## GIVEN EXERCISE
Rewrite the rows starting at the line containing "Find any visible gray cardigan sleeve." and ending with the line containing "174,318,522,591", putting "jacket lapel" in place of "blazer lapel" and keeping everything else the same. Return only those lines.

## DATA RECORDS

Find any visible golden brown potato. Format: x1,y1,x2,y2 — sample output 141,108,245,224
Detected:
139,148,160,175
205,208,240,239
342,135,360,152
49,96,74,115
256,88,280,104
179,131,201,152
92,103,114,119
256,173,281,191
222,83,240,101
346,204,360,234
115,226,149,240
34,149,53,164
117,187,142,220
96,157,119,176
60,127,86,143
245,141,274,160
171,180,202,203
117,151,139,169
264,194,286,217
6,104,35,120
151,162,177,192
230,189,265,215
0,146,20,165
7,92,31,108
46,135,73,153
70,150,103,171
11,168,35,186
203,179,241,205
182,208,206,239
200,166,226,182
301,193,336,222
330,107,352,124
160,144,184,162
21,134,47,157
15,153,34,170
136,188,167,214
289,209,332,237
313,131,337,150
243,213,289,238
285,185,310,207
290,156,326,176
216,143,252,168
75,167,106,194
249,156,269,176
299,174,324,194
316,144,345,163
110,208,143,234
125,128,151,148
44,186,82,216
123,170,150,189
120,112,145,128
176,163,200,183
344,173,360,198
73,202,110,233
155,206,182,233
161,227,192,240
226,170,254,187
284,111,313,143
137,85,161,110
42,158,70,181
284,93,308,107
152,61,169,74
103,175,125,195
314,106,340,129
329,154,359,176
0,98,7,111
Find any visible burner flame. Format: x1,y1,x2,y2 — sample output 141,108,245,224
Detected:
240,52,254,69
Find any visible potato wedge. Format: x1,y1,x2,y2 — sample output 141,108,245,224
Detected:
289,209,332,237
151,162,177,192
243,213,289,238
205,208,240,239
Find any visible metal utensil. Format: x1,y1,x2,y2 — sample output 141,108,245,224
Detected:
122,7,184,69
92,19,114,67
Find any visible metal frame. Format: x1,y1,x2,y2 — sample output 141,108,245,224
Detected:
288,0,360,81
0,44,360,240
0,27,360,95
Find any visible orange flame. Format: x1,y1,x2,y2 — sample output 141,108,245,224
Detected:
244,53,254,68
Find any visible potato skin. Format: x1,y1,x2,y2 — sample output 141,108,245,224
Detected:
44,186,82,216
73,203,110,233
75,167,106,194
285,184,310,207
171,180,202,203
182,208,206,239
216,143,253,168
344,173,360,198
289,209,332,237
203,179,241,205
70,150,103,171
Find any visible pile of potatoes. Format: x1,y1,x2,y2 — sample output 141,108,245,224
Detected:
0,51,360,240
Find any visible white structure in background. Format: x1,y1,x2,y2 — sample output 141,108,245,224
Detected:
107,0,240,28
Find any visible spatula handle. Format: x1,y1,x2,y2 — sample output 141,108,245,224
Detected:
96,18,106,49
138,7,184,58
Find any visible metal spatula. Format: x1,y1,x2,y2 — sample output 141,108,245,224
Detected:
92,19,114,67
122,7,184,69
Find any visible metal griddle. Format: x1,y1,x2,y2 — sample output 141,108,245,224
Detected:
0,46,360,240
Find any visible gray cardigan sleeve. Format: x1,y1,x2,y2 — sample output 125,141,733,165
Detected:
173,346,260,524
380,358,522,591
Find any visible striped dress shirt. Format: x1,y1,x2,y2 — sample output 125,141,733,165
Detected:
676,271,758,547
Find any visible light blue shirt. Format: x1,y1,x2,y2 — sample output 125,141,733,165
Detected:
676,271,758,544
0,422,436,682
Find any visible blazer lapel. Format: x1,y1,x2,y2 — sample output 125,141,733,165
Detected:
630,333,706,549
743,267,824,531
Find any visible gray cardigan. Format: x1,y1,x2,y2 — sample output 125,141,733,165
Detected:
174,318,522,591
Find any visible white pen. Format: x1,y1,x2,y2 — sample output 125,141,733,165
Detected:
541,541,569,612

## TASK OUTPUT
Find any visible gray cardigan sleeve. Format: x1,y1,x2,y2 — sample output 125,141,733,165
Detected:
173,346,260,524
380,358,522,591
Find any visible striped dress shirt. Format: x1,y1,x2,y2 — sample output 125,141,733,165
Detected:
676,271,758,547
Find any visible light blue shirt. Format: x1,y1,x2,y2 — sample output 125,141,733,165
Detected:
676,271,758,544
0,422,436,682
Find any visible jacket lapel. Format: x1,y1,x2,y2 — sample output 125,141,733,165
Detected:
630,333,706,549
743,267,824,531
Find any visible gray cardigan. Format: x1,y1,x2,y2 — sample output 125,141,733,165
Detected:
174,318,522,591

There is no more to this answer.